● **YOUR GOAL**
Copy out all lines of the listing below that hold "fence".

============================================================

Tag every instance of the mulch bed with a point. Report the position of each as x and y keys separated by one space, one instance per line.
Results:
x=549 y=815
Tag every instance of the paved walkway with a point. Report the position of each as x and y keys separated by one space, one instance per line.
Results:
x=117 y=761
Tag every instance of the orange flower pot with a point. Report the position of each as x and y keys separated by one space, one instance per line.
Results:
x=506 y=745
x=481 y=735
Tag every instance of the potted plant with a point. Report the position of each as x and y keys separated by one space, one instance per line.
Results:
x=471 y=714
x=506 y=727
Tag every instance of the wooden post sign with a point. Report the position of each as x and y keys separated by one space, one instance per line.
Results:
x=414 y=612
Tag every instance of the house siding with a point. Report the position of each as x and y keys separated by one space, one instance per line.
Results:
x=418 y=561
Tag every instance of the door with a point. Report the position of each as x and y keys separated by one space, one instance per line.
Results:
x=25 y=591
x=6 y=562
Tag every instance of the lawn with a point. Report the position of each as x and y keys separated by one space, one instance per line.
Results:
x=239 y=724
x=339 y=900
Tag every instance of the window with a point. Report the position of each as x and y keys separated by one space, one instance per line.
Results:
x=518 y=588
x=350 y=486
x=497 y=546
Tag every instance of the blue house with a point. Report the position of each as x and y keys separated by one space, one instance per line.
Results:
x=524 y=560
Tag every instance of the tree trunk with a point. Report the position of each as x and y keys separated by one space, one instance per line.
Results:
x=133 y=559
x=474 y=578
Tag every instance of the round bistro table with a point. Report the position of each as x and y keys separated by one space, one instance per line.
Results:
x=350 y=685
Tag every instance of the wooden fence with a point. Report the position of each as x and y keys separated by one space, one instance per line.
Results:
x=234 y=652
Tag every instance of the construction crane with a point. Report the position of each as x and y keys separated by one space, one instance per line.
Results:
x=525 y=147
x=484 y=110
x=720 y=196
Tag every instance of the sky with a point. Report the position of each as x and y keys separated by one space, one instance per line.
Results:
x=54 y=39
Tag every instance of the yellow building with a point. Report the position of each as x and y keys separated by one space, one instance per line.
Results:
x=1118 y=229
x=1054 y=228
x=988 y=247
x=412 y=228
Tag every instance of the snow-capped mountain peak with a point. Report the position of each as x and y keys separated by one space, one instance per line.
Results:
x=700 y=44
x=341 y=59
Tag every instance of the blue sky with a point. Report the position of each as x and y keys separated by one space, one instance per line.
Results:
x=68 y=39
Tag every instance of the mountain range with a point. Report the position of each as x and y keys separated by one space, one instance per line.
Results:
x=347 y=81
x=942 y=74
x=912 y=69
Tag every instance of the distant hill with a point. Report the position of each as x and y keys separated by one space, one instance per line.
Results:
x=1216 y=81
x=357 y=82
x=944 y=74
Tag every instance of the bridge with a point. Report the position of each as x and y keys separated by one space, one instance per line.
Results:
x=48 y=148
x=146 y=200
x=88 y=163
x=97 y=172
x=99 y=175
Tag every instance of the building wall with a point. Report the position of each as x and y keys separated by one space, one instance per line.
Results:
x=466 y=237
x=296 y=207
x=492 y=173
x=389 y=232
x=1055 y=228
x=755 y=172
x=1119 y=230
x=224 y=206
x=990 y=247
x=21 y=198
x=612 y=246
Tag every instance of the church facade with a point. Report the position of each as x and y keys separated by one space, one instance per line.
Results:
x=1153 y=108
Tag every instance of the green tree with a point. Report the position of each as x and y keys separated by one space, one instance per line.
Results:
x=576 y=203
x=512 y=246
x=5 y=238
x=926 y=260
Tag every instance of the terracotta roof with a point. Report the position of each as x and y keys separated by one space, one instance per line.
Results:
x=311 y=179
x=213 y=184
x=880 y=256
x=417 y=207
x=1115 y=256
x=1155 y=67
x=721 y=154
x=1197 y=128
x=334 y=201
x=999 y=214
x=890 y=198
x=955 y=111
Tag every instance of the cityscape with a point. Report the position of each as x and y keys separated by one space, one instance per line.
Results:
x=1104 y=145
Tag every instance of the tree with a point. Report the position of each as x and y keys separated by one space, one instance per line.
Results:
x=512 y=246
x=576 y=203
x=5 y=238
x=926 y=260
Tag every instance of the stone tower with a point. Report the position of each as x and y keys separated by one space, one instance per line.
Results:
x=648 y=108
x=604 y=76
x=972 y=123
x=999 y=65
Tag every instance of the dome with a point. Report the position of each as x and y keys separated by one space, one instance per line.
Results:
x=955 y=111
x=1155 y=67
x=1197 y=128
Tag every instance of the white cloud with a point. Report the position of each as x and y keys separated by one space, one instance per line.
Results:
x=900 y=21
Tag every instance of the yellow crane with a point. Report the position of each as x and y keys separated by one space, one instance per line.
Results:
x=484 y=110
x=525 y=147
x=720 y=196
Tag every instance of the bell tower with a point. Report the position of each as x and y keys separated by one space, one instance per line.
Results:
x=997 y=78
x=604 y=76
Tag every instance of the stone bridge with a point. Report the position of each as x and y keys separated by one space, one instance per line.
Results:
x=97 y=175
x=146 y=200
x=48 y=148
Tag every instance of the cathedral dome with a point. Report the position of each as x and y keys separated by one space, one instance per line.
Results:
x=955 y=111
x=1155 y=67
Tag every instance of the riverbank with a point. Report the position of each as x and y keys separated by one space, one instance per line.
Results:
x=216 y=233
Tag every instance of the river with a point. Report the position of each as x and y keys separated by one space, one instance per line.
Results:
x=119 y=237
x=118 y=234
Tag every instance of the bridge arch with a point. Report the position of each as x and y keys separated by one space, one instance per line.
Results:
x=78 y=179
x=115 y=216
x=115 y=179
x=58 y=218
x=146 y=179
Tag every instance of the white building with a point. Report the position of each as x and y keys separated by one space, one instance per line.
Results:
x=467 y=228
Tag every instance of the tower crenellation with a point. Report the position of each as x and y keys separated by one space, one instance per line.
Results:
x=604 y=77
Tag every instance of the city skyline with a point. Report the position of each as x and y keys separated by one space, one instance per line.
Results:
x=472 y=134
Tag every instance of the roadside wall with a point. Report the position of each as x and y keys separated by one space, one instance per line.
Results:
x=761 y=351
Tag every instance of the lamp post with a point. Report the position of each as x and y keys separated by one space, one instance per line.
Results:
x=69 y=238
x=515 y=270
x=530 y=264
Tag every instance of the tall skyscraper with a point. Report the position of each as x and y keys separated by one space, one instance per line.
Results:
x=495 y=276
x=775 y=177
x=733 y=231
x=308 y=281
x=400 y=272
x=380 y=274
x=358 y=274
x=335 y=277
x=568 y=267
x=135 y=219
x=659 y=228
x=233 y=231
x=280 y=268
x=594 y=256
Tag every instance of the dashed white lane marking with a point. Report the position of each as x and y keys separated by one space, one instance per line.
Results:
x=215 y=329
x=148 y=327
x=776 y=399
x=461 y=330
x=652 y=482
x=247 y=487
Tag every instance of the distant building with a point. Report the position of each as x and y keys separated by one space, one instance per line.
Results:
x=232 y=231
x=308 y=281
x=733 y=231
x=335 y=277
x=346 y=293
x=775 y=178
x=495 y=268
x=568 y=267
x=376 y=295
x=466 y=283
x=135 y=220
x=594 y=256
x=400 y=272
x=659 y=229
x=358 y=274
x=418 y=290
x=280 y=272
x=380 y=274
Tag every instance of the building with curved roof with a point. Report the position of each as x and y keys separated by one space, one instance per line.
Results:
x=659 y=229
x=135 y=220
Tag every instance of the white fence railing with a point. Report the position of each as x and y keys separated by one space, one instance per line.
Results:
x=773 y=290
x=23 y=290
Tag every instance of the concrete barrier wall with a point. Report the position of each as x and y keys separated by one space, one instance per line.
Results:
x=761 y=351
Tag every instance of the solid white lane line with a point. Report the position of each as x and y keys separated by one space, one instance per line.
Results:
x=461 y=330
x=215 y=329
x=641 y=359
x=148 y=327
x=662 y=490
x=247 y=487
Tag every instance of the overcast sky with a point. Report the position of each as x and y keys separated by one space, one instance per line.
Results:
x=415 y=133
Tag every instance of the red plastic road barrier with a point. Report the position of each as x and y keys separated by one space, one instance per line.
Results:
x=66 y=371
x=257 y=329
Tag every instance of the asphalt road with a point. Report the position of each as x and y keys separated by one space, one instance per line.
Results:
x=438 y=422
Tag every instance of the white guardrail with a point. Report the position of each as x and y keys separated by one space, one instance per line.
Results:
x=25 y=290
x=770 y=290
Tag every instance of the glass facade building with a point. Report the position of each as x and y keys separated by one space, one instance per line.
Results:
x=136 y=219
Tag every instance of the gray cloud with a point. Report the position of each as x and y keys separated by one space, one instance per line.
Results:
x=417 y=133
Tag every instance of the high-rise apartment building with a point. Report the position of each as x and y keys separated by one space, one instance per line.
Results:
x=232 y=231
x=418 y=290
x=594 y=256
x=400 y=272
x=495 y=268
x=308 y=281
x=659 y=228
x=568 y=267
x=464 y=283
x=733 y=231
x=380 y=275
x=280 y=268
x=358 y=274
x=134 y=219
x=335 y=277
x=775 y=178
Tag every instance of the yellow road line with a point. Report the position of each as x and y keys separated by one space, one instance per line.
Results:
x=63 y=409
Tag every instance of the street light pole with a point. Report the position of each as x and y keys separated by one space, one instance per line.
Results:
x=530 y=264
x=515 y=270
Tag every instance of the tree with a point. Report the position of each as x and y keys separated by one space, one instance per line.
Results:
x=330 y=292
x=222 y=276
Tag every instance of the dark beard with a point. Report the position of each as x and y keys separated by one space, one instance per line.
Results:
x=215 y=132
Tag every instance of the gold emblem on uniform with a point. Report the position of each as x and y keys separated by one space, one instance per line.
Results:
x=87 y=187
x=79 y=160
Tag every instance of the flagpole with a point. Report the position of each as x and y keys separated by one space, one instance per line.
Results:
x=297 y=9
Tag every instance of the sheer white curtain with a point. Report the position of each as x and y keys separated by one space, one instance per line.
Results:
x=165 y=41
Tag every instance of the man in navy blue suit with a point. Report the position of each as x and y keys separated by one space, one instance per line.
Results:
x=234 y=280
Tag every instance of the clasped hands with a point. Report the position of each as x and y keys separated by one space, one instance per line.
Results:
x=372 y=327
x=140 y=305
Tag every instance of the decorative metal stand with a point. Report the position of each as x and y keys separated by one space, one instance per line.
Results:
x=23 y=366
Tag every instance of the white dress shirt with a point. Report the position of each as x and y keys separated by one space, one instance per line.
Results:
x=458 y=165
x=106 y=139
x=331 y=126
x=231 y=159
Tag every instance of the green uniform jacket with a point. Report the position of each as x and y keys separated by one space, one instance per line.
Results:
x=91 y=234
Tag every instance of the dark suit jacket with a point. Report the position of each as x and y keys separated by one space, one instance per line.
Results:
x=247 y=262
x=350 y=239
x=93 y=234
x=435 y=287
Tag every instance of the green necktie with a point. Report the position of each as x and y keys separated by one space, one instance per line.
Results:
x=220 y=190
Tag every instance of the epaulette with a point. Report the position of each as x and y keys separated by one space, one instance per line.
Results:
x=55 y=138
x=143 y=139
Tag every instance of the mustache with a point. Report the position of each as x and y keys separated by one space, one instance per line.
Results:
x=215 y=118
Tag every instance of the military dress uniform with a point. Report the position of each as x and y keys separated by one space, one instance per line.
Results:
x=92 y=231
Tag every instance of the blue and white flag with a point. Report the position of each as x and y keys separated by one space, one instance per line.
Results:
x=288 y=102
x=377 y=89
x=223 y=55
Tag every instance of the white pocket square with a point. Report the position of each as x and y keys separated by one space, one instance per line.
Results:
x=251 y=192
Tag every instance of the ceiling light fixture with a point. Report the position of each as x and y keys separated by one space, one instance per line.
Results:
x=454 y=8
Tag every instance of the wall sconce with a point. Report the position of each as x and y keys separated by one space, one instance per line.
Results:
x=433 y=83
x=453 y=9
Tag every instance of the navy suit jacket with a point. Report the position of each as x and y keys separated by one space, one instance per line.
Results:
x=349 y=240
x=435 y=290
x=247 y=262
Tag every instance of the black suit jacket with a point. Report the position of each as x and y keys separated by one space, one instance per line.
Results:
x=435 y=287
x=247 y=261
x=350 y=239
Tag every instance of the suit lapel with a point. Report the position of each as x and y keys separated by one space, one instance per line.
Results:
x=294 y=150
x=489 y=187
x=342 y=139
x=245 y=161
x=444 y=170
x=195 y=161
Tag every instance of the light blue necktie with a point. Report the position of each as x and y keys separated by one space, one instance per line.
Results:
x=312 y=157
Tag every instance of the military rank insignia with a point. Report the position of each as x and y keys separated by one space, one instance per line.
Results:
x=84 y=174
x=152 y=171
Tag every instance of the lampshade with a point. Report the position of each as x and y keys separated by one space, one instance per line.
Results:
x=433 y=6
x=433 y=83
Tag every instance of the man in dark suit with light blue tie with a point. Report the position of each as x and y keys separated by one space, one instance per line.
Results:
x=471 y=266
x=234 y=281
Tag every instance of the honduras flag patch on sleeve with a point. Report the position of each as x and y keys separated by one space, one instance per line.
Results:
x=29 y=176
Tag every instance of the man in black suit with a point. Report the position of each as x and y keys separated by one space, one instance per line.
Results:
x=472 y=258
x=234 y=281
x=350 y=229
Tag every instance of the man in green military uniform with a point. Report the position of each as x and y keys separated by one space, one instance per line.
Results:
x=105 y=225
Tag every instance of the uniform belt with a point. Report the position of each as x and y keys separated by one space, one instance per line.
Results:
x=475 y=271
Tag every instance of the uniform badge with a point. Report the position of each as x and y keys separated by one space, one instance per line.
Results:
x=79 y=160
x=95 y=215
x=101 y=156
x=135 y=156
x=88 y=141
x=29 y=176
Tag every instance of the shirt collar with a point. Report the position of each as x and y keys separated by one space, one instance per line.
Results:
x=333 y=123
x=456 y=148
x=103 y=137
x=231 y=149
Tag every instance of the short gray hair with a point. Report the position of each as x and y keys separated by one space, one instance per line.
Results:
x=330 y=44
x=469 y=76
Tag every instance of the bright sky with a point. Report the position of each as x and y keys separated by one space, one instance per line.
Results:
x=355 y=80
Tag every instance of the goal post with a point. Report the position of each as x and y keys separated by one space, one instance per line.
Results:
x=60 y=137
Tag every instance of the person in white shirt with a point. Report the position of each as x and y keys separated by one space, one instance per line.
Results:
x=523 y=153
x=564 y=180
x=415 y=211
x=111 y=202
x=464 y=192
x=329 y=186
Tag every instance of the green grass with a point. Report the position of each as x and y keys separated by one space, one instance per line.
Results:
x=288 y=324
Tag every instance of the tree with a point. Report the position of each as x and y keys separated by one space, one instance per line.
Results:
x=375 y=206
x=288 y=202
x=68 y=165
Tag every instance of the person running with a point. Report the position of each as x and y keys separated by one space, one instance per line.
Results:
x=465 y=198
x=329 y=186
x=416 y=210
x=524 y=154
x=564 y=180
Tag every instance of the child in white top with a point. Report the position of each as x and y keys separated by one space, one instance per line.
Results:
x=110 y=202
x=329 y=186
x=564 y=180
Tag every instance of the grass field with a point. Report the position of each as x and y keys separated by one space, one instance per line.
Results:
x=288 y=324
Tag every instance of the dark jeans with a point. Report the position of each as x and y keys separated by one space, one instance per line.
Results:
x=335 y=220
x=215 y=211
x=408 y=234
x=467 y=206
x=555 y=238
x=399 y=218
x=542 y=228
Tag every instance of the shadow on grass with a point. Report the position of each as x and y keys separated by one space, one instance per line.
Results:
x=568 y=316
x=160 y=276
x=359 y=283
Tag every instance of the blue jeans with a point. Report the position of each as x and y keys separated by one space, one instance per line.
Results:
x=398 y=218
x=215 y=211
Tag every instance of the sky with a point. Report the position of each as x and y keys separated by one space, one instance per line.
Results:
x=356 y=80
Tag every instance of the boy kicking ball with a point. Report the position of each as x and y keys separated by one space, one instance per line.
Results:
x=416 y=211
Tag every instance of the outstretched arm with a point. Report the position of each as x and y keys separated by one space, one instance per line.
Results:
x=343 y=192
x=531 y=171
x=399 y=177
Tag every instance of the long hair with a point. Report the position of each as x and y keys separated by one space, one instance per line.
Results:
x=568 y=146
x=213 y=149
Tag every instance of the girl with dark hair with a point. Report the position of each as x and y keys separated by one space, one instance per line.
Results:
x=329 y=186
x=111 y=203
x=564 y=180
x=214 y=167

============================================================

● **OUTPUT BELOW**
Tag every instance of the wooden fence with a point. Report the position of each as x and y keys separated by one space, one instance per line.
Tag every instance of the white fence railing with a point. Report the position of each as x and y keys separated by one space, one instance per line.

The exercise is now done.